Problem
Copy out every record below, word for word.

===== Data to process =====

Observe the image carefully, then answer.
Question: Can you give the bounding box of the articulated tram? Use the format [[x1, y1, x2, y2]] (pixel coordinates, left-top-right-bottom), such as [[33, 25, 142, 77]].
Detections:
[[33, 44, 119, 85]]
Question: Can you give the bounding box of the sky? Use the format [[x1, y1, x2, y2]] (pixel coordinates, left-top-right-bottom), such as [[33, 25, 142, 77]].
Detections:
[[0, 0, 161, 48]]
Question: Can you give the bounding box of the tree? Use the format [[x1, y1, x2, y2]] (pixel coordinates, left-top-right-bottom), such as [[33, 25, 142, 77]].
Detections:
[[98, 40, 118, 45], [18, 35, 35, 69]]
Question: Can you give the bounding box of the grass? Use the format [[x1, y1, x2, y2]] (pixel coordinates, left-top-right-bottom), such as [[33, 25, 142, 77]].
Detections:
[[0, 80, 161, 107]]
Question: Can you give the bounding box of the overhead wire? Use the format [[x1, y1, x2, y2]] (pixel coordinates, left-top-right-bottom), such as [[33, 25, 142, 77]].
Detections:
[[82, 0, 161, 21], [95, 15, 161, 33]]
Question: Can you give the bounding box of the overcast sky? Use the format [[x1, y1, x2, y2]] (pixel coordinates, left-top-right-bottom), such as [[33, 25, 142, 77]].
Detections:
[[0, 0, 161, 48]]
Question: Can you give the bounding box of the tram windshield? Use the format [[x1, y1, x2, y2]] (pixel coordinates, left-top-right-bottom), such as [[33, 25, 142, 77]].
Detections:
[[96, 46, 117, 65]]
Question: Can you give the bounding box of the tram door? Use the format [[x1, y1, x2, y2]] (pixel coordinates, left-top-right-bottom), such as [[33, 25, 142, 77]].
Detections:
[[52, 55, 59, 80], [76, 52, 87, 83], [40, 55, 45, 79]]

=====

Answer to the exercise
Observe the image carefully, then answer.
Question: Can you give the bounding box of the articulated tram? Use the format [[x1, y1, x2, y2]] (pixel coordinates, left-top-right-bottom), such as [[33, 25, 142, 77]].
Detections:
[[33, 44, 119, 85]]
Question: Can you give the bounding box of the sky? Use the format [[x1, y1, x2, y2]] (pixel coordinates, left-top-right-bottom), such as [[33, 25, 142, 77]].
Detections:
[[0, 0, 161, 48]]
Question: Can you give the bounding box of the tree? Use the format [[x1, y1, x2, y2]] (pixel coordinates, left-top-right-bottom), such as [[33, 25, 142, 77]].
Detections:
[[98, 40, 118, 45], [18, 35, 35, 69]]
Question: Can you give the bounding box of the grass? Use the format [[x1, y1, x2, y2]] (pixel coordinates, left-top-right-bottom), such as [[33, 25, 142, 77]].
Detections:
[[0, 80, 161, 107]]
Question: Can you give the bounding box of the overhead wire? Use the format [[x1, y1, x2, y2]] (pixel coordinates, left-top-right-bottom), such as [[33, 25, 142, 77]].
Detections:
[[82, 0, 161, 21], [95, 15, 161, 33]]
Question: Can you give the bounding box of the overcast sky? Use the format [[x1, y1, x2, y2]] (pixel coordinates, left-top-right-bottom), such as [[33, 25, 142, 77]].
Detections:
[[0, 0, 161, 48]]
Question: Can you give the bounding box of the tram windshield? Use the format [[x1, y1, x2, y2]] (pixel coordinates, left-top-right-bottom), such as [[33, 25, 142, 77]].
Detections:
[[96, 46, 117, 65]]
Question: Can you give the bounding box of the tram door? Use the format [[x1, y1, x2, y2]] (pixel coordinates, left-top-right-bottom), such as [[33, 25, 142, 77]].
Detections:
[[52, 55, 59, 80], [76, 52, 87, 83], [40, 55, 45, 79]]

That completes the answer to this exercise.